▸ **Instruções das tarefas**:
a – Redigite o trecho da entrevista com Bartolomeu começando em "Sua Santidade, qual" e indo até "do apóstolo Pedro?", sem mudar nada.
b – Diga se cada frase a seguir bate com a entrevista com Bartolomeu, respondendo sim ou não e copiando as palavras da entrevista que decidem a resposta: (i) Luisa Rabolini fez a tradução da entrevista. (ii) A delegação do Patriarcado Ecumênico que estava em Roma já esperava receber o presente. (iii) A urna dada pelo Papa Francisco tinha 12 fragmentos de ossos.
c – Escreva a continuação da entrevista com Bartolomeu a partir da última frase mostrada.

17 Setembro 2019
O presente das relíquias de Pedro que Francisco quis presentear ao sucessor de Santo André representa "um novo marco" e um "passo crucial" na jornada em direção à unidade dos cristãos. Isso foi afirmado pelo Patriarca Ecumênico de Constantinopla Bartolomeu na véspera de sua viagem a Roma nesta entrevista ao Vatican News e ao L'Osservatore Romano, contando a surpresa pelo presente inesperado. Bartolomeu indica como caminho principal para a evangelização o caminho do serviço ao mundo e, respondendo a uma pergunta sobre o próximo Sínodo dedicado à Amazônia, explica as razões espirituais e teológicas para o compromisso com o meio ambiente ameaçado de destruição.
A entrevista é de Andrea Tornielli, publicada por L'Osservatore Romano, 14/15-09-2019. A tradução é de Luisa Rabolini.
Sua Santidade, qual foi sua primeira reação quando recebeu do Papa Francisco o presente da urna que continha os 9 fragmentos dos ossos considerados do apóstolo Pedro?
Devemos admitir que, no começo, ficamos muito surpresos ao saber que Sua Santidade, nosso irmão Papa Francisco, estava nos presenteando tamanho tesouro. Esse gesto surpreendeu muitos. Nem mesmo a delegação do Patriarcado Ecumênico que estava em Roma para a festa patronal de nossa irmã Igreja esperava isso. Geralmente esse tipo de evento é objeto de discussões protocolares. Não foi o caso desta vez. Agradecemos sinceramente o presente, que é uma manifestação da espontaneidade, um sinal do verdadeiro amor fraterno que hoje une católicos e ortodoxos.
Qual é o significado desse gesto?

▸ **Conteúdo dos dados**:
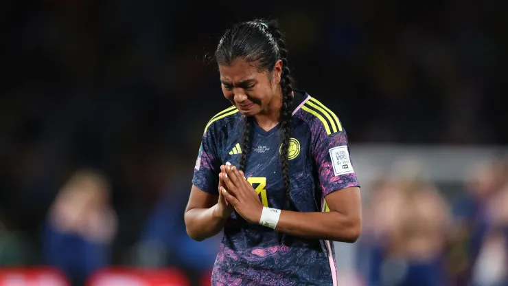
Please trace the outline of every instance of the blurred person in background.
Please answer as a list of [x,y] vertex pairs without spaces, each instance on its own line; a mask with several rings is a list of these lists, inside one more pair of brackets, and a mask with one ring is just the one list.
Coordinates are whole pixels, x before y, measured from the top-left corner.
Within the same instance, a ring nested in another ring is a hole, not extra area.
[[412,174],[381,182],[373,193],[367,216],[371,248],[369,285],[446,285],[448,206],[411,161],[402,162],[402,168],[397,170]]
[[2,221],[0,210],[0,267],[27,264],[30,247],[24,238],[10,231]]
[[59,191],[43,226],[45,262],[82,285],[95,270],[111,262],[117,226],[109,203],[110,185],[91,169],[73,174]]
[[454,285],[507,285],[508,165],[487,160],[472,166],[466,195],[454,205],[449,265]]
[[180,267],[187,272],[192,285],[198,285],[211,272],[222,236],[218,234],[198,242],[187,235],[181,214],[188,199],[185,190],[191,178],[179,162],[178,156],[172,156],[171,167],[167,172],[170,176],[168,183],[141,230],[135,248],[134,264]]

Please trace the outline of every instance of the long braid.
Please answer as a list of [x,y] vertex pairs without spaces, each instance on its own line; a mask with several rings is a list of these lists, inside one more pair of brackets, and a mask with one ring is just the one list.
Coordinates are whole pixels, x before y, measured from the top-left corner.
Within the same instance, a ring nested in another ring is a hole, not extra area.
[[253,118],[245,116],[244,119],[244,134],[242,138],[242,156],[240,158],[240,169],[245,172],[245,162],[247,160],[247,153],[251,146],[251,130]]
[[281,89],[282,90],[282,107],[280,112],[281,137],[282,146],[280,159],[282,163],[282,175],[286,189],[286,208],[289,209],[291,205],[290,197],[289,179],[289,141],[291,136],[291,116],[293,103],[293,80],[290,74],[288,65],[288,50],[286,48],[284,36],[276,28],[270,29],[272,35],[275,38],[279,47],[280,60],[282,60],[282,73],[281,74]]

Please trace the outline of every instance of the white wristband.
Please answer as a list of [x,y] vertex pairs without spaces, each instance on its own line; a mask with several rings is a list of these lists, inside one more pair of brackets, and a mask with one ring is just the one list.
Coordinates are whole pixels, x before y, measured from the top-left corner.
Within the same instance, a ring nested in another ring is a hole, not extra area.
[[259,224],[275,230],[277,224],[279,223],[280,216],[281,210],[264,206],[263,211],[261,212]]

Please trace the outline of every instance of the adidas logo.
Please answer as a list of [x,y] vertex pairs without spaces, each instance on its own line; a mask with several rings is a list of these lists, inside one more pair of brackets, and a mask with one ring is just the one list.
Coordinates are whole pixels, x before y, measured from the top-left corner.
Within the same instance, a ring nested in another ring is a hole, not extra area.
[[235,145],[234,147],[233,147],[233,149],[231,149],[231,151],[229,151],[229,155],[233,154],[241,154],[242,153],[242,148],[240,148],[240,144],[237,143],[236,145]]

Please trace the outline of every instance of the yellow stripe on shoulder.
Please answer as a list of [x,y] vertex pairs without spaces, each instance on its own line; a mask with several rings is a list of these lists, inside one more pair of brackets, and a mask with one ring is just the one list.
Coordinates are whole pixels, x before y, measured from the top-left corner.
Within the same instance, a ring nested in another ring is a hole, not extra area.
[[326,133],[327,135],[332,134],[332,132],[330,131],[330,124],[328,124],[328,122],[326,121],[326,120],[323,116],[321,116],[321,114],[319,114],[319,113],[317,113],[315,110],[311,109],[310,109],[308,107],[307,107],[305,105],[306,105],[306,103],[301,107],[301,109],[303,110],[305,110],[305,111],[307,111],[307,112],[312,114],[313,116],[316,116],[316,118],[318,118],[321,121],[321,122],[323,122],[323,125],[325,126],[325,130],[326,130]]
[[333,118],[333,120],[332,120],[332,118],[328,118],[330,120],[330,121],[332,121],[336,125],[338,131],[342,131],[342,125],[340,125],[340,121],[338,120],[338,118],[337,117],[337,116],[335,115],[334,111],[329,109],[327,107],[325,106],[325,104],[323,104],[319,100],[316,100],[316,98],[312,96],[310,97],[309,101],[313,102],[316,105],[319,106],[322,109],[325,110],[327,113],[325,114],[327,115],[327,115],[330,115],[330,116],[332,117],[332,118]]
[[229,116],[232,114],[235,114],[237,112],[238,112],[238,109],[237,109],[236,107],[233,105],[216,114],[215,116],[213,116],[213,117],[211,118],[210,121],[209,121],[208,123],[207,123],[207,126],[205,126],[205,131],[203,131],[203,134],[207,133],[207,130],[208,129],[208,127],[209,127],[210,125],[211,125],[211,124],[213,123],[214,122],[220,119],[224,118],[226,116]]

▸ **Respostas do exercício**:
a –
Sua Santidade, qual foi sua primeira reação quando recebeu do Papa Francisco o presente da urna que continha os 9 fragmentos dos ossos considerados do apóstolo Pedro?

b –
(i) Sim: "A tradução é de Luisa Rabolini."
(ii) Não: "Nem mesmo a delegação do Patriarcado Ecumênico que estava em Roma para a festa patronal de nossa irmã Igreja esperava isso."
(iii) Não: "a urna que continha os 9 fragmentos dos ossos considerados do apóstolo Pedro"

c –
Podemos distinguir pelo menos três significados profundos. Primeiro, a chegada das relíquias do santo apóstolo Pedro à sede do Patriarcado Ecumênico de Constantinopla é uma bênção em si. São Pedro é uma figura central da santidade porque é apostólico e, em muitos aspectos, próximo de todos os cristãos: ele é o apóstolo da confissão, mas ao mesmo tempo da renegação. São Pedro é a testemunha da ressurreição, sinal de esperança para todos os cristãos. O segundo significado que deveria ser lembrado é o vínculo de irmandade que une São Pedro e Santo André, padroeiro do Patriarcado Ecumênico. Do mesmo modo que os dois apóstolos são irmãos segundo a carne, assim nossas Igrejas de Roma e Constantinopla são irmãs. Finalmente, o terceiro significado é mais ecumênico e refere-se à busca de unidade e comunhão. Esse presente de nosso irmão Papa Francisco é um novo marco no caminho da aproximação, um passo crucial no diálogo de caridade iniciado há mais de cinquenta anos por nossos predecessores. Um diálogo que hoje é colocado sob a bênção do santo apóstolo Pedro. Lembremos apenas estas palavras do apóstolo que, em nosso contexto atual, assumem uma dimensão muito particular: "amai-vos ardentemente uns aos outros com um coração puro; sendo de novo gerados, não de semente corruptível, mas da incorruptível, pela palavra de Deus, viva, e que permanece para sempre” (1 Pedro 1, 22).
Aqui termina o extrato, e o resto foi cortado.